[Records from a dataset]

►

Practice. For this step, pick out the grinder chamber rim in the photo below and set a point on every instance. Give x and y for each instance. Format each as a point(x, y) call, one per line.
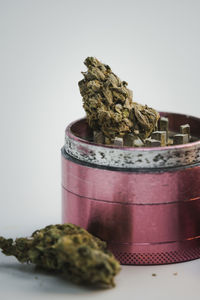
point(130, 157)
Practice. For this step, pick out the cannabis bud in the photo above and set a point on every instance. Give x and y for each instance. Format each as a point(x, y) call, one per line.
point(109, 106)
point(68, 249)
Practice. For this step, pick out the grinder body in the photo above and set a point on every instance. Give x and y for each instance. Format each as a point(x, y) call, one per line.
point(145, 203)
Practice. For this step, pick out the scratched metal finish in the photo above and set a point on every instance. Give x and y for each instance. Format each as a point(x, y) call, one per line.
point(144, 202)
point(125, 157)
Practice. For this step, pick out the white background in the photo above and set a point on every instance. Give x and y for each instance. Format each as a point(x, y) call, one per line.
point(152, 44)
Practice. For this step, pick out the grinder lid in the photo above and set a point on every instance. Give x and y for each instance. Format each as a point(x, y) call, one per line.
point(79, 145)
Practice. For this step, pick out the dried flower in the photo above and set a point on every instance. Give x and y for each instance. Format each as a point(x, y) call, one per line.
point(109, 106)
point(68, 249)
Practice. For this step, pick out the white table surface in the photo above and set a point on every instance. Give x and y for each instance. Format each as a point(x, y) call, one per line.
point(155, 46)
point(23, 281)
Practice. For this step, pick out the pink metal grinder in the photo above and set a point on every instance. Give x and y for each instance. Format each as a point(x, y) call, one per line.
point(145, 202)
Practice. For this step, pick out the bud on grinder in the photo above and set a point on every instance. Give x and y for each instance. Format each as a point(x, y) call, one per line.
point(144, 202)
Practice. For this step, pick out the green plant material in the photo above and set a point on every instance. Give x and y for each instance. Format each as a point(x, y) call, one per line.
point(68, 249)
point(109, 106)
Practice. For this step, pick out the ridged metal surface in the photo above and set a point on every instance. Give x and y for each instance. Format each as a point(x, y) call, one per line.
point(146, 215)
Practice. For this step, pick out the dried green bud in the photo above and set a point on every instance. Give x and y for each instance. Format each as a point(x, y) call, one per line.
point(109, 106)
point(68, 249)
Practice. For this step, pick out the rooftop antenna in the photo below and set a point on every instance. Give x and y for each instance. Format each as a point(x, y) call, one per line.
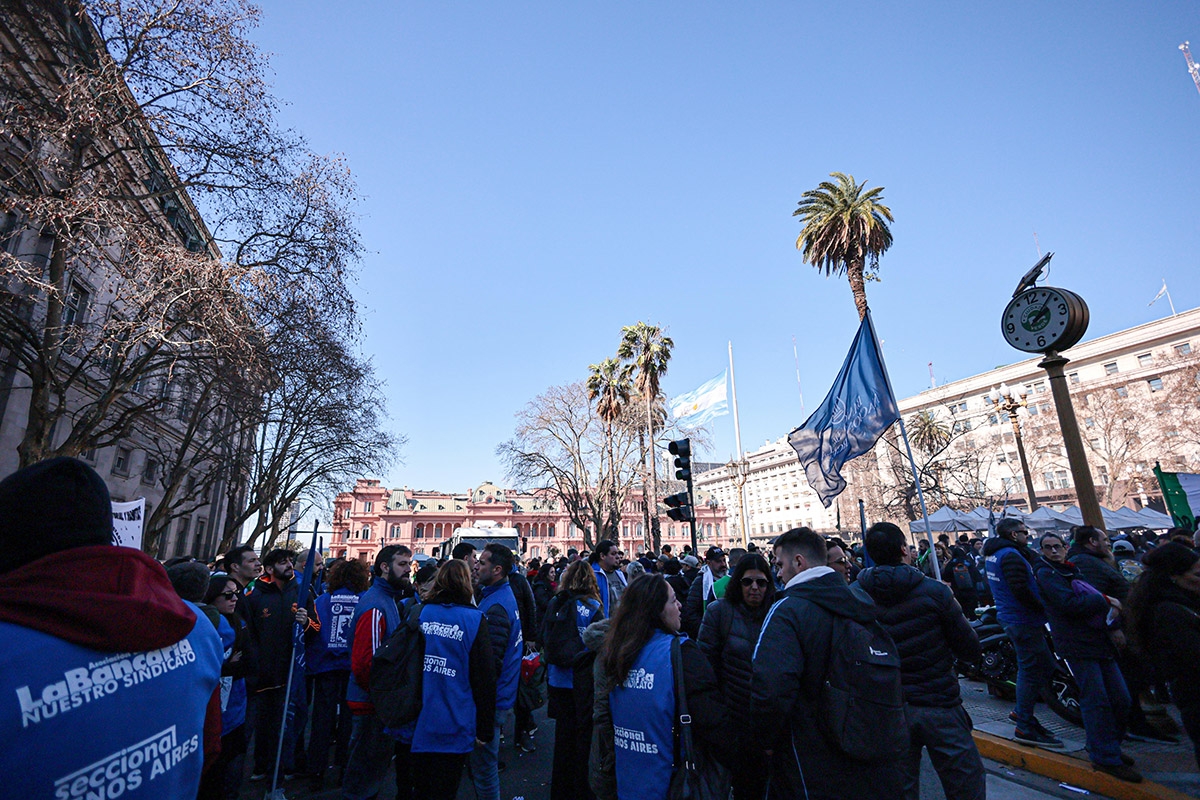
point(1193, 70)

◄

TASK STATEMENT: Repeat everything in the data above from the line containing "Practice. For this step, pick out the grinder body" down to the line containing "point(125, 157)", keeping the requests, and shift each x and y coordinate in the answers by -136.

ANSWER TO THE PROBLEM:
Practice. For this step, pick out the grinder body in the photo above and set a point on every instance. Give x and y for each instance. Format each as a point(x, y) call, one per line.
point(9, 67)
Practice. For this step, pick out the scratched metal finish in the photo above and set a point on every instance. Give x and y for each instance. Format each as a point(x, y) call, one per line.
point(8, 66)
point(-11, 21)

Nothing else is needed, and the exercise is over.